-- What is expected --
Return every line from the records below in which the word "countertop" is found.

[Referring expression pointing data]
* * *

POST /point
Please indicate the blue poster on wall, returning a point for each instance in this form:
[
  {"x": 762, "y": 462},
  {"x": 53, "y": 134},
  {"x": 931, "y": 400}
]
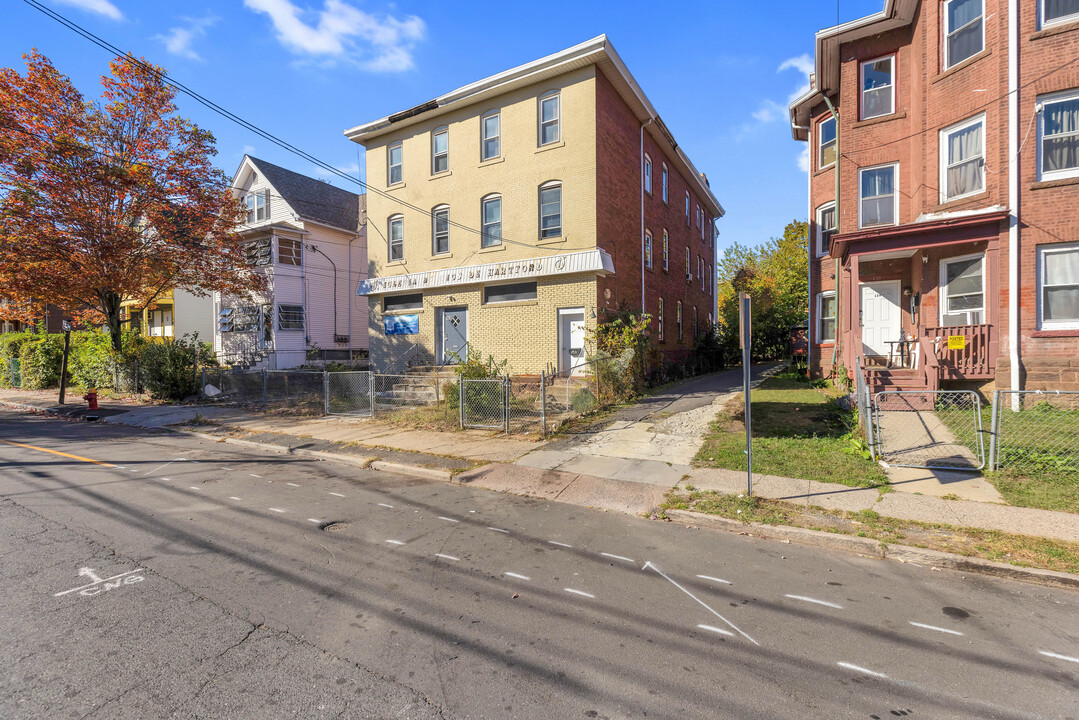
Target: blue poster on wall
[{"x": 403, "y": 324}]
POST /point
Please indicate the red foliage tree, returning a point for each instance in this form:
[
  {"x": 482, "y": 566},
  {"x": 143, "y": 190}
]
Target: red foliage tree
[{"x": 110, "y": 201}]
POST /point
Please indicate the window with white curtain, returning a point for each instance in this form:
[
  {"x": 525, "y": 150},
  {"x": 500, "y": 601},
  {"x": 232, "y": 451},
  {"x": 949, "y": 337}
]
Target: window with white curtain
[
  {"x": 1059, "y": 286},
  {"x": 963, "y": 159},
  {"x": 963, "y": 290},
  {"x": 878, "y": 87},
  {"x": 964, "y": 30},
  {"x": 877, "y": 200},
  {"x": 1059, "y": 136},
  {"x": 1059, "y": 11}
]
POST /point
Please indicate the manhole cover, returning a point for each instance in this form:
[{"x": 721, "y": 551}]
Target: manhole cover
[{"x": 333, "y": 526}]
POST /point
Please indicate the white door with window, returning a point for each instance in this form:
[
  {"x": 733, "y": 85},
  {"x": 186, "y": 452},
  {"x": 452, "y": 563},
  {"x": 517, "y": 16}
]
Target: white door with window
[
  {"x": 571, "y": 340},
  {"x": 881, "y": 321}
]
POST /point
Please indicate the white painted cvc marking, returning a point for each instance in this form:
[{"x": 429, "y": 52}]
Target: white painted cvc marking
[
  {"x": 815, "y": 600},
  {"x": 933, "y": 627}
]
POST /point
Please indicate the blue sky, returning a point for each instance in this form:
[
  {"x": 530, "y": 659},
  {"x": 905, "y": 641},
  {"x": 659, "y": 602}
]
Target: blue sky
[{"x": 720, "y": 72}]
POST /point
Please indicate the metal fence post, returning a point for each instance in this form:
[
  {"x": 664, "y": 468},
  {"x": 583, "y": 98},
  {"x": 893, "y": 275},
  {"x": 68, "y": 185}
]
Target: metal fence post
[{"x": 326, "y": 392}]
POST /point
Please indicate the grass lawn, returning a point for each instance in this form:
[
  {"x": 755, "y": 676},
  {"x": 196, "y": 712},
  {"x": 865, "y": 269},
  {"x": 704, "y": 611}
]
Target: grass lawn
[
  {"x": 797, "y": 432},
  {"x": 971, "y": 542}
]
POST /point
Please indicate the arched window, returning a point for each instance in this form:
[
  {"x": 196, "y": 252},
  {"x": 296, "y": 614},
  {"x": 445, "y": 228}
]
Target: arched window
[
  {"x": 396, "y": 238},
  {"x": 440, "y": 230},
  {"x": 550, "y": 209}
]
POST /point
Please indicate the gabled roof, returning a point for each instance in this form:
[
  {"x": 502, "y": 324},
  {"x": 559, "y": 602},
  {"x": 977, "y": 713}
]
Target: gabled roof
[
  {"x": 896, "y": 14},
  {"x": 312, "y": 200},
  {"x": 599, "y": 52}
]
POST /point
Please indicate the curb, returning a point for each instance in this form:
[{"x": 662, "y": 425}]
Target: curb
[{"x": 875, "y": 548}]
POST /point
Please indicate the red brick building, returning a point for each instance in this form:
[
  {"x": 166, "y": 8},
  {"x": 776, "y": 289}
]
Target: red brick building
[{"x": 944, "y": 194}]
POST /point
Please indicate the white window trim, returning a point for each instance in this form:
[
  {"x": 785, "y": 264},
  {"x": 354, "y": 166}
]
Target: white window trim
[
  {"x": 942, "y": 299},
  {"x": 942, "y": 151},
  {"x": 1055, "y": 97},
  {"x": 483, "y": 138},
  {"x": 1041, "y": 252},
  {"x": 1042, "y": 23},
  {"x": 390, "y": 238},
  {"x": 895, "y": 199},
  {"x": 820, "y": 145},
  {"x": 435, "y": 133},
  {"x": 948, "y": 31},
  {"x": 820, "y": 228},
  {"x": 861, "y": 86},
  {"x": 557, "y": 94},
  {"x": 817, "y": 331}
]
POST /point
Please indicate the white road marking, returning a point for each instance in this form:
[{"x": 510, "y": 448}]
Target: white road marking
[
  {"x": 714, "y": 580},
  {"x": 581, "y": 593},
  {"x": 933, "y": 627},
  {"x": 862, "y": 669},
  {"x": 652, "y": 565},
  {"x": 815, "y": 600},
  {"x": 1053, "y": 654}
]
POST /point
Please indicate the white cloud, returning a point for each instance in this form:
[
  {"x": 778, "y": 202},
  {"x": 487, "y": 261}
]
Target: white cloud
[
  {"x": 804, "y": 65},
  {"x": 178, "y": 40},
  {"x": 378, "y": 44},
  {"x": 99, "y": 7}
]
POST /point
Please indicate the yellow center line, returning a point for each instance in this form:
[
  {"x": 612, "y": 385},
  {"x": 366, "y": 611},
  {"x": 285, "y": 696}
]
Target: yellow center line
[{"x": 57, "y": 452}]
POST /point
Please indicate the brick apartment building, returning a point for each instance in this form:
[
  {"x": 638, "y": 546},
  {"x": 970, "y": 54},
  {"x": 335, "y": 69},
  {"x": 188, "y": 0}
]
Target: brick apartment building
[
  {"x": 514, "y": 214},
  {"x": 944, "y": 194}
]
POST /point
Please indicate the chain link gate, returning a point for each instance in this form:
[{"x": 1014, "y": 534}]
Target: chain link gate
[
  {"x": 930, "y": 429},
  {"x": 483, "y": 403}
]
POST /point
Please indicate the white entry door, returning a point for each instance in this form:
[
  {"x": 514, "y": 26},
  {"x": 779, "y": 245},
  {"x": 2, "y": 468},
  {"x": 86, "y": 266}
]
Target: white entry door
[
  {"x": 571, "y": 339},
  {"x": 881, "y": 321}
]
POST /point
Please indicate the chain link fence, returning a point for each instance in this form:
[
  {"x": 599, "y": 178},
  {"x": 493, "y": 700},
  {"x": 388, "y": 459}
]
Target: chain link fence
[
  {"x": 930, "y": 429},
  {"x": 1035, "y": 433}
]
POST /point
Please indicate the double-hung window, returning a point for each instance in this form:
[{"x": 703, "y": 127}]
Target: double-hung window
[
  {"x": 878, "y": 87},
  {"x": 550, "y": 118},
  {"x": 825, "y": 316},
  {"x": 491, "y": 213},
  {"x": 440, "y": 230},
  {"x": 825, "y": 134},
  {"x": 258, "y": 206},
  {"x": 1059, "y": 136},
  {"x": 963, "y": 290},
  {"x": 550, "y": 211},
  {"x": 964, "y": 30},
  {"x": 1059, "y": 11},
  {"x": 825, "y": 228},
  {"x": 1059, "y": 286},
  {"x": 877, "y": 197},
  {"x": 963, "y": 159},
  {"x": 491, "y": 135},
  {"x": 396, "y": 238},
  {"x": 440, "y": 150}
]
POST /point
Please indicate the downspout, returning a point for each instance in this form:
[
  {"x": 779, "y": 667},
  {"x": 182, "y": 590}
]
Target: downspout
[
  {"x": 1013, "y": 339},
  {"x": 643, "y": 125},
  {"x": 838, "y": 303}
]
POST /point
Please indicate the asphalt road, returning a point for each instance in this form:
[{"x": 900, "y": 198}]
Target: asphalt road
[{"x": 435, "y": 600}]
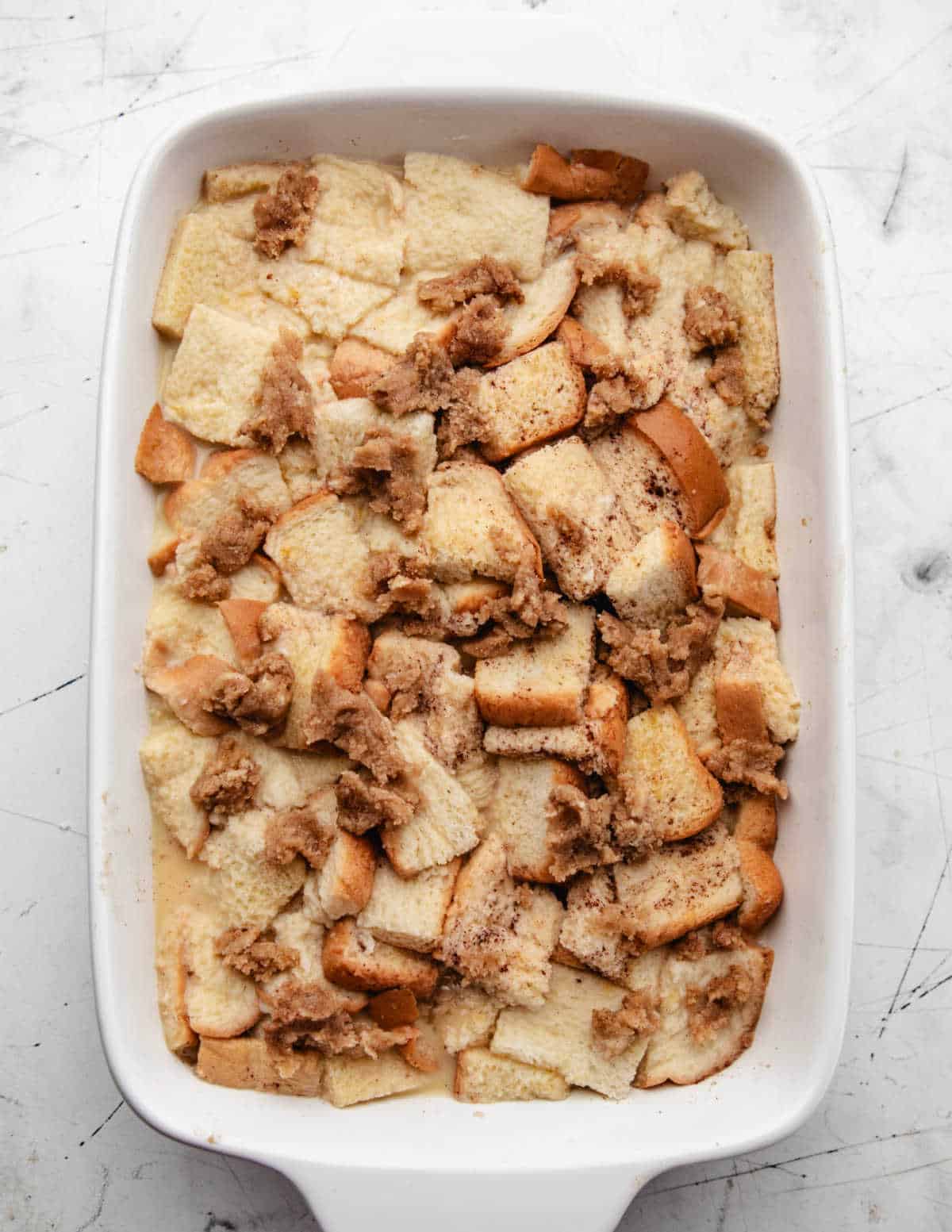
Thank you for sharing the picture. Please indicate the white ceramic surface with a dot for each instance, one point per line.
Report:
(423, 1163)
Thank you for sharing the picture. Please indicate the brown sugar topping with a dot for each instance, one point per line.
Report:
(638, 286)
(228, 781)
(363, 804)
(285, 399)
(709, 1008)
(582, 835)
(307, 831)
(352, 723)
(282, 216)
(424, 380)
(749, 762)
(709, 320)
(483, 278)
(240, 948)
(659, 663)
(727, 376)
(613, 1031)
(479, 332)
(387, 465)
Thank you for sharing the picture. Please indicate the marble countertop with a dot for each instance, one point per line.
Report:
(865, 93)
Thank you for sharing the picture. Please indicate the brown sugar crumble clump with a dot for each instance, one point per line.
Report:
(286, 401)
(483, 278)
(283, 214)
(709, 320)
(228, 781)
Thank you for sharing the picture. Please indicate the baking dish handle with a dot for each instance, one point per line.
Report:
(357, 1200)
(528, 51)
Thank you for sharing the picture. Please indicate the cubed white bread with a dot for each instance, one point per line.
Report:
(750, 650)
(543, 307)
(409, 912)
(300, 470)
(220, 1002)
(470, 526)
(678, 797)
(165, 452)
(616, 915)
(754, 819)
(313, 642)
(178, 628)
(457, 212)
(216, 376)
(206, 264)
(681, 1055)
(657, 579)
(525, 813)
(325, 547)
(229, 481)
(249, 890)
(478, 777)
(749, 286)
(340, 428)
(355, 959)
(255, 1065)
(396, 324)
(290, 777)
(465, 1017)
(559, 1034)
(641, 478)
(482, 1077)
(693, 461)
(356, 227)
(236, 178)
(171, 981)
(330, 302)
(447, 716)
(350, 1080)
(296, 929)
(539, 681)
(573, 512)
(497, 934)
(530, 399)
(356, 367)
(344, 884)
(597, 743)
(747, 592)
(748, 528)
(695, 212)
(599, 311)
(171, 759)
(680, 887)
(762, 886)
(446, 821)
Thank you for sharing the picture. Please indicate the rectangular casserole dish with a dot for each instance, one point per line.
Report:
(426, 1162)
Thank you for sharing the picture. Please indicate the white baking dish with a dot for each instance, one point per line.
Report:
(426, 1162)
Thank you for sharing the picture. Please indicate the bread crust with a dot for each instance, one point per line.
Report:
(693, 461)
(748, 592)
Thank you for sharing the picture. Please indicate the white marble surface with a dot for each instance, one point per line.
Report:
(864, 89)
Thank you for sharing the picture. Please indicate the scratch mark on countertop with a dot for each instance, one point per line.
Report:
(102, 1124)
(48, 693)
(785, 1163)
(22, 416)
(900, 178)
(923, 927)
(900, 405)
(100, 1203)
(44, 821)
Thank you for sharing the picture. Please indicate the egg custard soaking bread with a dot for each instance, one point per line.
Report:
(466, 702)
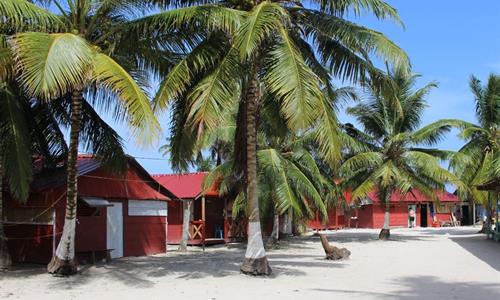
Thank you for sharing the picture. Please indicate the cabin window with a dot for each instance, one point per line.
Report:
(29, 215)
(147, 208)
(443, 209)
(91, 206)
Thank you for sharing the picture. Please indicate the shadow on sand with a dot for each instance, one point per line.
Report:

* * *

-- Written response --
Thank you for sharing the picture. Please indicate the marble countertop with a dot for each instance, one point per line.
Thank you for sharing the picture. Please indicate the scratch mark on countertop with a dot for each instance, one point per line.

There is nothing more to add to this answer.